=== What you will do ===
Leave the pictures out, and print everything else in the records exactly.

=== Dataset excerpts ===

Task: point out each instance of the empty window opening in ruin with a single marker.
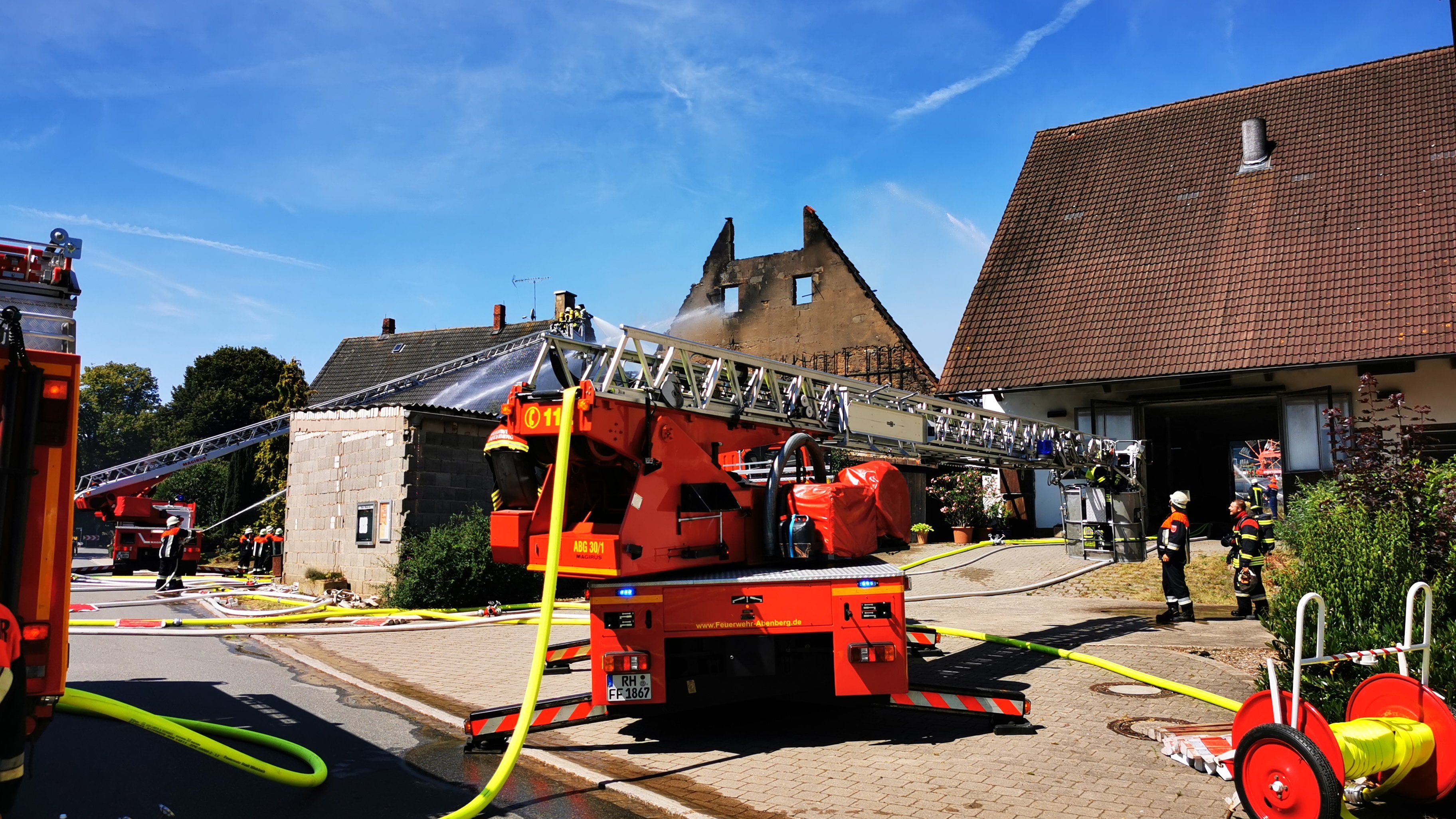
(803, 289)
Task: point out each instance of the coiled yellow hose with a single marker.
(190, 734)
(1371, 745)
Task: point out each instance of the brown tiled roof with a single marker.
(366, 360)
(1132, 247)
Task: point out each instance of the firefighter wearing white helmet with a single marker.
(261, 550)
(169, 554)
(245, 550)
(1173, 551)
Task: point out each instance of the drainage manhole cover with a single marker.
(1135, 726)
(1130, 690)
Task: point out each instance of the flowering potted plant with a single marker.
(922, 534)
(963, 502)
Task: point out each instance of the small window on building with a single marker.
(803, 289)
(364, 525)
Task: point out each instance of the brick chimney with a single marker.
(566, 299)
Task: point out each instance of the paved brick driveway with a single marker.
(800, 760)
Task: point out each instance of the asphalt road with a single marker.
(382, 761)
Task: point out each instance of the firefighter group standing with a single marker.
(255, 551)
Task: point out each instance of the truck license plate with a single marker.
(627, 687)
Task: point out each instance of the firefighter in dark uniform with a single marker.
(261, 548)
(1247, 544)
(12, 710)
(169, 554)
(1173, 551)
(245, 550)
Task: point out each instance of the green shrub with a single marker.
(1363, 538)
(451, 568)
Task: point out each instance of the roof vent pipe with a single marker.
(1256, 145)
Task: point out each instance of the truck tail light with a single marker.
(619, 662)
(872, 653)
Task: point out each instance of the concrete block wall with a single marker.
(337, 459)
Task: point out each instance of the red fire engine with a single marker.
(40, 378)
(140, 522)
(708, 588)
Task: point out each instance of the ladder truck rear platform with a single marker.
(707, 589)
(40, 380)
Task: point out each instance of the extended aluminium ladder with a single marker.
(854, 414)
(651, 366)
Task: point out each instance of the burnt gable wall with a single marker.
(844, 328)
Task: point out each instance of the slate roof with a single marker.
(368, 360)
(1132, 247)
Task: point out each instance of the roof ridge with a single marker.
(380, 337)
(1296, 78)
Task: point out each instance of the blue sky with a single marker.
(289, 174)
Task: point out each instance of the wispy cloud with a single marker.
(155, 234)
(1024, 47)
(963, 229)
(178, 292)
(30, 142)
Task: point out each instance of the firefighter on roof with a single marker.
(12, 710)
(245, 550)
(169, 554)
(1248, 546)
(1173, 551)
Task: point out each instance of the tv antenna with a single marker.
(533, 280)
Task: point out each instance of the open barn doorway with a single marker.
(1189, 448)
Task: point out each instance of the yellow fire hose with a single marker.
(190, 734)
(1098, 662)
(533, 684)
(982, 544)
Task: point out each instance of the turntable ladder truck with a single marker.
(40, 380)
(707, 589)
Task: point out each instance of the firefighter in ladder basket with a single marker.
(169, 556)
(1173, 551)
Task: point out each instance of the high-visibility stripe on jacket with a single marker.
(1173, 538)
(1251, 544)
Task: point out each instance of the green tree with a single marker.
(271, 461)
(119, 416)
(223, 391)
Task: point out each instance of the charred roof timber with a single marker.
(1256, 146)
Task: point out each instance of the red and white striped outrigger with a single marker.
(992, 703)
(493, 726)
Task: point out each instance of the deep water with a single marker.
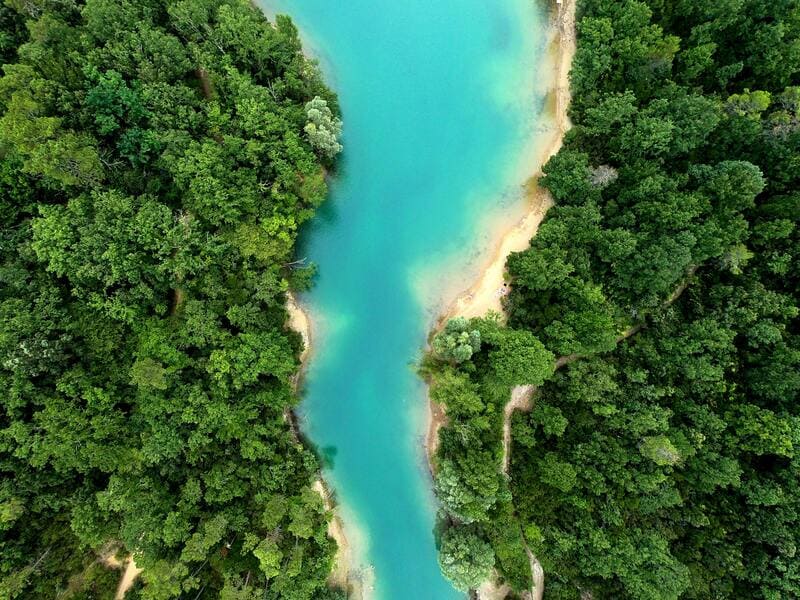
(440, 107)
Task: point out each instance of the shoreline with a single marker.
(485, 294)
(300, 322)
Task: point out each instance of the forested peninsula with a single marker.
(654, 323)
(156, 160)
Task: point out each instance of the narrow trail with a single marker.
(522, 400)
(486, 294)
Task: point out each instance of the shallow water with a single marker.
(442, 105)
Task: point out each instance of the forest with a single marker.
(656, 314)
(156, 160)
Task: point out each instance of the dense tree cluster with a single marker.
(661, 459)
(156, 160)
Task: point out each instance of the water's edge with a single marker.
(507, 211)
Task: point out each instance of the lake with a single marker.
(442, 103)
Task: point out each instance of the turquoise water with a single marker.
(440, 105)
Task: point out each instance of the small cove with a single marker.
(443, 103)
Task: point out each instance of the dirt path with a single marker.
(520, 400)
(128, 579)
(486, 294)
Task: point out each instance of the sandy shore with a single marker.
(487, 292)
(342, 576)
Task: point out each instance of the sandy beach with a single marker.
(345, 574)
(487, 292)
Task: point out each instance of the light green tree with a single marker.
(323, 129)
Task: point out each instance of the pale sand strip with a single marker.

=== Answer box ===
Task: point out each instance of the empty window opening in ruin with a single marker.
(803, 289)
Task: point out each instance of the coiled yellow hose with a single marker.
(190, 734)
(1371, 745)
Task: point out each instance of the brown tiled roof with a single marker.
(366, 360)
(1132, 247)
Task: point out each instance of the firefighter wearing white helmet with a single marker.
(261, 550)
(169, 554)
(245, 550)
(1173, 551)
Task: point out each instance of the drainage manhole cover with a single marker.
(1135, 726)
(1130, 690)
Task: point out each instance of the flowering potted plant with a single marker.
(922, 534)
(963, 502)
Task: point out each instance of the small window on building with a single marker.
(803, 289)
(364, 525)
Task: point out each instance of the brick chimney with a single marker.
(566, 299)
Task: point out each instance of the paved brick driveway with a single marker.
(800, 760)
Task: point out each instance of the asphalt road with a single marker.
(382, 761)
Task: point out each instance of the firefighter group standing with a single marker.
(255, 551)
Task: point out each instance of the truck license plate with a single marker.
(627, 687)
Task: point out each instance of the firefighter in dark uniform with a single marker.
(261, 548)
(1247, 544)
(12, 710)
(169, 554)
(1173, 551)
(245, 550)
Task: point out each instance of the green shrub with a single marker.
(1363, 538)
(451, 568)
Task: point out each instance of the roof vent pipe with a single marker.
(1256, 145)
Task: point out each instance of the truck tail light with a single marker.
(619, 662)
(872, 653)
Task: point out each instance of the concrete block wall with a single marker.
(337, 459)
Task: point out each instance of the red fire engine with a single marker.
(40, 378)
(140, 522)
(708, 588)
Task: point out each instance of the ladder truck rear platform with a single marker.
(707, 589)
(40, 380)
Task: point out each instance of the extended aluminium ladder with a single marker.
(854, 414)
(651, 366)
Task: point out each instance of the burnt gable wall with a single marker.
(844, 328)
Task: point out each instance of the slate roof with a single marker.
(368, 360)
(1132, 247)
Task: point out each instance of the roof ridge with a single marker.
(380, 337)
(1296, 78)
Task: point out each instance of the blue sky with a single marker.
(289, 174)
Task: point out each instance of the wispy cloud with a single marker.
(155, 234)
(1024, 47)
(963, 229)
(178, 292)
(30, 142)
Task: point out each instance of the firefighter on roof with a single marker.
(12, 710)
(245, 550)
(169, 554)
(1248, 546)
(1173, 551)
Task: point out each instance of the tv antenna with a single marker.
(533, 280)
Task: point out each instance of the open barn doorway with a single marker.
(1189, 448)
Task: point out each instance of the yellow fire hose with a single marker.
(190, 734)
(1098, 662)
(533, 684)
(982, 544)
Task: point out each instance of the turntable ladder truck with a single marker.
(40, 380)
(707, 589)
Task: point out each instance of the firefighter in ladder basket with a single marker.
(169, 556)
(1173, 551)
Task: point out each instance of the high-visibility stripe on jacket with a single marker.
(1173, 538)
(1251, 544)
Task: point out each instance of the green tree with a single marker.
(271, 461)
(119, 416)
(223, 391)
Task: point out each instance of the charred roof timber with a single marker.
(1256, 146)
Task: point out each instance of the red and white striped outrigger with a single marker.
(992, 703)
(493, 726)
Task: point out each instance of the deep water with a single marker.
(440, 107)
Task: point out each instance of the shoreline with a single marker.
(485, 294)
(300, 322)
Task: point out each instance of the forested peninsula with a single marker.
(654, 323)
(156, 160)
Task: point out each instance of the narrow trail with a single marker.
(522, 400)
(486, 294)
Task: point out each instance of the shallow water with a single marker.
(442, 105)
Task: point out each instance of the forest with a single marker.
(656, 314)
(156, 160)
Task: point out each instance of the dense tree cluster with a single marker.
(661, 459)
(156, 160)
Task: point out each instance of the water's edge with a single marker.
(507, 211)
Task: point out each instance of the lake with a single marker.
(442, 103)
Task: point out each instance of the turquoise water with a single marker.
(440, 105)
Task: point out each instance of the small cove with a single marker.
(443, 103)
Task: point out each instance of the dirt path with a single marker.
(520, 400)
(128, 579)
(486, 294)
Task: point out each instance of the sandy shore with a single marker.
(487, 292)
(342, 576)
Task: point out each instance of the sandy beach with a single marker.
(345, 574)
(487, 292)
Task: point out each instance of the light green tree with a single marker.
(323, 129)
Task: point out each instance of the pale sand strip with a single marker.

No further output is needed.